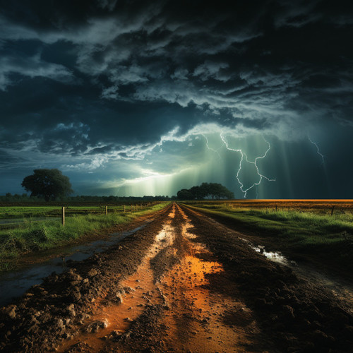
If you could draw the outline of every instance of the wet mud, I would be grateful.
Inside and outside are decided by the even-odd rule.
[[[350,352],[349,297],[263,250],[174,203],[2,307],[0,349]]]

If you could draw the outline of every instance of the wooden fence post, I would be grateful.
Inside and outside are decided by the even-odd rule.
[[[61,217],[62,217],[63,226],[64,226],[65,225],[65,208],[64,206],[62,208]]]

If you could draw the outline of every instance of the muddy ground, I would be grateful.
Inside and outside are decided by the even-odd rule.
[[[133,225],[131,225],[133,228]],[[0,309],[4,352],[352,352],[350,297],[176,204]]]

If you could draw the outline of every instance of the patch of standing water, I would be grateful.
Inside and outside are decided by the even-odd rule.
[[[241,238],[243,241],[245,241],[251,248],[252,248],[257,253],[260,253],[271,261],[281,263],[282,265],[296,265],[295,261],[288,260],[285,256],[282,255],[280,252],[275,251],[266,251],[265,246],[261,245],[258,245],[256,246],[251,241],[247,239]]]
[[[69,260],[81,261],[96,253],[101,253],[126,237],[131,235],[146,225],[129,232],[112,233],[108,239],[59,249],[57,256],[40,263],[30,265],[25,268],[4,273],[0,276],[0,306],[6,305],[23,294],[32,285],[42,283],[43,278],[53,272],[61,273],[68,269]]]

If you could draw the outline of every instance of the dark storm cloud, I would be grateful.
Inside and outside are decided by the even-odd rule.
[[[349,1],[0,6],[0,147],[8,152],[81,156],[63,163],[90,170],[141,160],[201,124],[283,140],[332,121],[353,126]]]

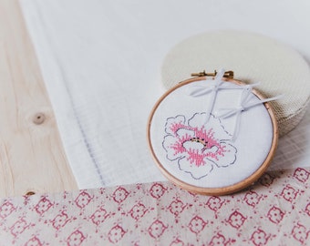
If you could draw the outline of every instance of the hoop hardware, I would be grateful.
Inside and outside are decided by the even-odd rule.
[[[203,70],[203,72],[191,74],[191,77],[215,77],[216,75],[216,70],[214,70],[213,73],[206,73],[205,70]],[[223,77],[233,78],[233,71],[226,71]]]

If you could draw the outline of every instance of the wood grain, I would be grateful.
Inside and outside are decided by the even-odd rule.
[[[0,0],[0,197],[78,189],[17,0]]]

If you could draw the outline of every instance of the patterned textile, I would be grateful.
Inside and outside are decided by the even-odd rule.
[[[0,201],[0,245],[310,245],[310,169],[265,173],[234,195],[169,182]]]

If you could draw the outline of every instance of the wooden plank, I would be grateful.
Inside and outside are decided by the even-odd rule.
[[[17,0],[0,0],[0,197],[78,189]]]

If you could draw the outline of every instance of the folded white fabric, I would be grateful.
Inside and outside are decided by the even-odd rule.
[[[20,2],[80,189],[164,179],[149,154],[146,123],[163,92],[162,59],[180,40],[238,26],[280,38],[310,57],[305,1],[281,1],[281,12],[280,1],[257,1],[255,7],[245,0]]]

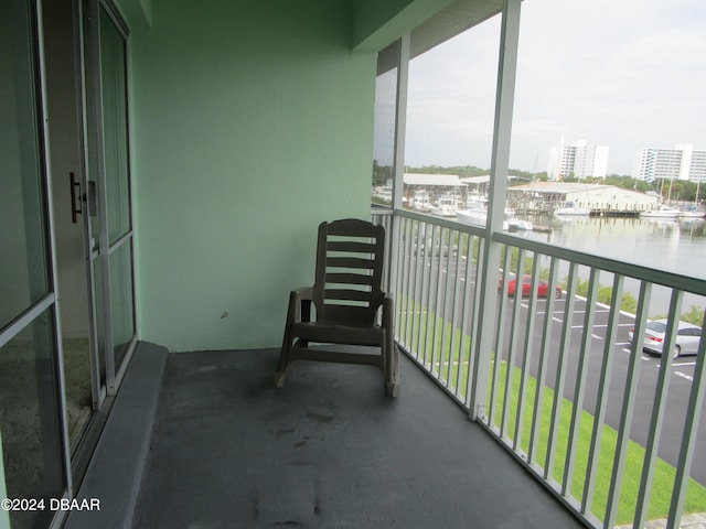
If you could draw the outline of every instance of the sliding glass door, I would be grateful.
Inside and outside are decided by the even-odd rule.
[[[36,4],[0,0],[0,435],[10,498],[61,498],[67,441]],[[13,528],[55,512],[12,510]]]
[[[127,26],[111,4],[84,0],[88,273],[100,384],[115,393],[135,347]]]

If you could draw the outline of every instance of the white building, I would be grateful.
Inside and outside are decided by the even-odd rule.
[[[648,147],[640,151],[637,177],[651,182],[663,180],[706,181],[706,151],[695,151],[692,143],[674,149]]]
[[[605,177],[608,172],[608,147],[588,143],[586,140],[554,147],[549,154],[549,179],[564,180],[568,176],[586,179]]]
[[[613,185],[566,183],[566,182],[534,182],[507,188],[507,197],[512,207],[522,208],[523,203],[532,202],[533,208],[544,204],[543,209],[553,209],[566,202],[577,207],[586,207],[596,213],[621,212],[635,213],[654,208],[659,196],[623,190]]]

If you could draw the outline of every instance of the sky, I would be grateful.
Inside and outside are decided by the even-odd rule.
[[[490,168],[500,17],[413,60],[405,163]],[[510,166],[608,145],[608,174],[645,147],[706,151],[706,0],[524,0]]]

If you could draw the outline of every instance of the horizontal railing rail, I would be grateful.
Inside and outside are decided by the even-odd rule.
[[[471,414],[474,396],[479,423],[588,526],[678,527],[706,511],[706,472],[692,475],[706,452],[706,341],[678,334],[706,281],[408,210],[373,218],[392,234],[398,345]],[[491,244],[498,299],[483,306]]]

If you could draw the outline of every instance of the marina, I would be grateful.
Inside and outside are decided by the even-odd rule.
[[[704,218],[586,217],[532,216],[535,225],[546,225],[549,231],[515,234],[533,240],[570,248],[609,259],[631,262],[668,272],[706,280],[706,220]],[[544,264],[543,264],[544,266]],[[548,262],[546,263],[548,267]],[[568,270],[559,270],[564,280]],[[579,277],[587,280],[579,269]],[[601,277],[608,285],[611,278]],[[637,281],[627,280],[625,291],[638,294]],[[655,288],[650,304],[650,317],[664,316],[670,304],[668,290]],[[692,307],[704,310],[706,300],[685,294],[681,313]]]

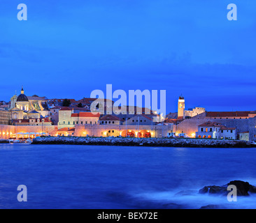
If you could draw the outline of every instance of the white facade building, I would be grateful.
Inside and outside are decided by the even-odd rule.
[[[198,126],[196,138],[236,139],[236,129],[220,123],[208,121]]]

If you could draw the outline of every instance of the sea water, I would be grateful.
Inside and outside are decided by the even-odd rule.
[[[229,202],[198,192],[256,185],[255,160],[256,148],[0,144],[0,208],[255,208],[253,194]]]

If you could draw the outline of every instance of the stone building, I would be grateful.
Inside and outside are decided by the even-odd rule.
[[[0,125],[10,125],[11,113],[3,109],[0,109]]]
[[[208,121],[198,126],[196,138],[236,139],[236,130],[219,123]]]
[[[17,96],[15,94],[10,98],[10,111],[12,112],[12,118],[25,118],[27,112],[29,111],[36,111],[42,117],[49,116],[50,110],[47,102],[45,97],[36,95],[27,96],[22,87],[20,95]]]

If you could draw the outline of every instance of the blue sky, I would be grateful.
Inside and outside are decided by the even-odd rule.
[[[17,19],[26,3],[28,20]],[[237,5],[238,20],[227,6]],[[166,90],[167,113],[256,110],[253,0],[2,0],[0,100]]]

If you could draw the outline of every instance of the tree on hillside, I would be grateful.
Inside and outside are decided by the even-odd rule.
[[[62,103],[62,106],[64,107],[69,107],[70,105],[71,105],[71,102],[69,100],[67,100],[66,98],[64,99],[64,100],[63,101],[63,103]]]

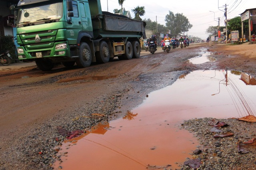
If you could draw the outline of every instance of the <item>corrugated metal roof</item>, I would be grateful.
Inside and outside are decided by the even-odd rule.
[[[256,10],[256,8],[251,8],[251,9],[247,9],[247,10],[246,10],[245,11],[244,11],[244,12],[243,12],[242,14],[240,14],[239,15],[242,15],[244,13],[245,13],[246,11],[249,10]]]

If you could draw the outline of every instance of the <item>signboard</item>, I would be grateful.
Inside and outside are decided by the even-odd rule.
[[[238,41],[238,31],[231,31],[231,41]]]
[[[245,13],[241,15],[241,21],[242,21],[249,19],[250,17],[250,13],[249,12],[249,11],[247,11]]]

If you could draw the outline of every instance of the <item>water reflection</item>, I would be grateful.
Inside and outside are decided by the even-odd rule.
[[[209,52],[202,52],[202,55],[192,58],[189,60],[189,62],[194,64],[202,64],[206,62],[213,62],[216,61],[216,59],[211,57],[211,53]]]
[[[68,152],[61,166],[64,169],[130,170],[170,164],[179,168],[198,144],[177,125],[192,118],[240,117],[256,113],[255,86],[246,86],[234,73],[199,70],[182,75],[171,86],[150,93],[150,98],[110,126],[100,125],[81,140],[75,139],[77,145],[61,150]]]

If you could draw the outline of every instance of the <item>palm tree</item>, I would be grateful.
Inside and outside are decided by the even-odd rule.
[[[138,6],[134,9],[132,10],[135,15],[134,19],[137,20],[140,20],[140,16],[143,16],[145,14],[145,7],[144,6]]]
[[[119,4],[119,5],[121,5],[121,10],[122,10],[122,15],[123,15],[123,4],[124,4],[124,2],[125,0],[118,0],[118,4]]]

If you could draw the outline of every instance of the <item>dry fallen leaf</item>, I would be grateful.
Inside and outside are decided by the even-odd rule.
[[[238,120],[242,120],[250,123],[256,123],[256,117],[253,115],[248,115],[244,117],[238,118]]]

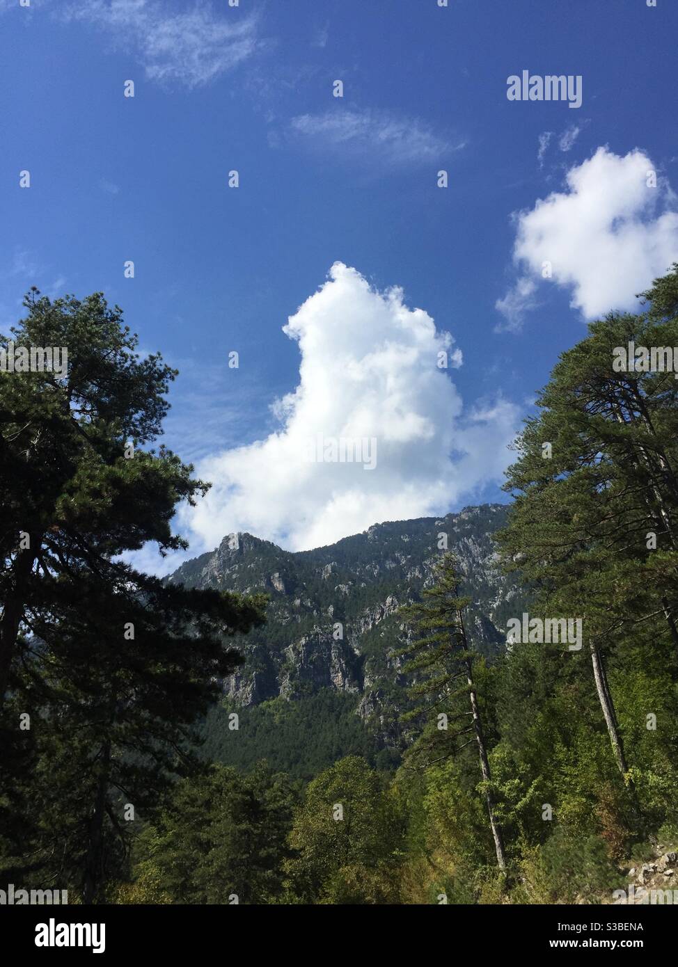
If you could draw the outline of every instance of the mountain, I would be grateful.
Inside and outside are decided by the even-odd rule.
[[[395,763],[402,743],[398,651],[406,639],[398,610],[430,584],[446,539],[472,600],[469,637],[491,659],[506,619],[522,610],[521,590],[499,571],[492,542],[507,511],[486,504],[375,524],[296,553],[251,534],[228,535],[182,565],[168,580],[270,596],[266,626],[236,639],[246,661],[208,718],[206,754],[244,767],[268,758],[300,777],[354,752]],[[233,711],[237,729],[228,727]]]

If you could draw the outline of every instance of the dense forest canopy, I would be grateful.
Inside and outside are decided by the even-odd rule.
[[[208,485],[153,447],[174,371],[101,294],[25,306],[14,341],[67,346],[68,372],[0,378],[6,879],[86,903],[611,902],[671,855],[678,382],[658,347],[678,346],[678,266],[562,354],[516,442],[496,549],[522,597],[495,620],[528,633],[475,647],[472,575],[437,552],[371,639],[396,669],[380,747],[349,693],[224,698],[248,635],[266,643],[264,597],[121,558],[182,546],[176,506]],[[339,543],[337,582],[366,553]],[[561,621],[575,647],[542,634]]]

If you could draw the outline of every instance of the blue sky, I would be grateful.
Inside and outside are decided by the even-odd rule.
[[[557,354],[586,317],[631,308],[630,293],[678,258],[670,0],[0,0],[0,26],[1,328],[31,284],[102,289],[142,347],[181,369],[165,442],[227,480],[202,515],[182,517],[194,552],[227,530],[310,546],[370,514],[506,499],[506,443]],[[507,78],[522,70],[580,75],[581,107],[508,101]],[[26,169],[29,190],[18,187]],[[339,272],[289,337],[281,327],[336,262],[360,275]],[[384,444],[381,489],[377,474],[342,477],[345,467],[295,484],[280,470],[289,450],[277,448],[285,421],[303,420],[300,395],[282,412],[271,404],[302,386],[315,408],[300,358],[317,371],[331,353],[353,372],[376,348],[364,331],[390,344],[376,293],[392,286],[398,305],[452,334],[463,365],[433,372],[430,393],[420,384],[416,354],[438,344],[410,316],[394,323],[395,372],[364,367],[347,387],[328,359],[332,392],[354,397],[336,420],[337,399],[325,398],[326,432],[358,426],[360,411],[370,433],[361,380],[404,380],[380,430],[396,442]],[[394,319],[406,311],[389,305]],[[347,311],[358,313],[352,333]],[[414,427],[404,443],[396,425]],[[449,451],[442,463],[418,458],[417,432]],[[424,477],[410,472],[419,463]],[[258,473],[272,489],[257,489]],[[271,510],[252,511],[257,502]]]

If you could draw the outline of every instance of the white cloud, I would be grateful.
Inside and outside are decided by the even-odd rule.
[[[293,118],[292,131],[320,147],[376,155],[392,164],[437,162],[451,151],[464,147],[463,142],[452,143],[441,137],[417,118],[339,105],[321,114]]]
[[[496,303],[507,320],[500,328],[519,329],[547,278],[545,263],[585,319],[635,307],[635,294],[678,258],[675,196],[661,181],[648,187],[654,170],[639,149],[622,158],[602,147],[568,171],[566,191],[517,213],[514,261],[521,275]]]
[[[544,167],[544,157],[548,150],[548,145],[552,137],[552,131],[545,131],[539,135],[539,151],[537,152],[537,161],[539,161],[540,168]]]
[[[166,0],[81,0],[63,15],[135,50],[149,79],[193,88],[233,70],[258,47],[255,18],[221,6],[217,13],[211,4],[182,11]]]
[[[571,151],[580,133],[580,126],[578,124],[571,124],[558,138],[558,149],[560,151]]]
[[[378,521],[444,513],[500,479],[516,407],[498,399],[462,414],[437,366],[438,353],[451,366],[460,354],[400,289],[377,292],[338,262],[283,332],[299,342],[299,384],[275,404],[276,432],[199,462],[213,487],[182,511],[192,553],[234,531],[315,547]],[[305,459],[318,434],[325,443],[374,438],[376,466]]]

______

__TO BE DONE__. Collect every line of the records that contains the word "white", and copy each one in full.

__ANSWER TO THE PROBLEM__.
If you could draw the outline of every instance of the folded white fabric, I would be grateful.
If you could draw the outline of every instance of the white building, I would be grateful.
If you could draw the outline of every instance of the white facade building, I would be grateful.
If you could draw the outline of every instance of the white cloud, I would be grateful.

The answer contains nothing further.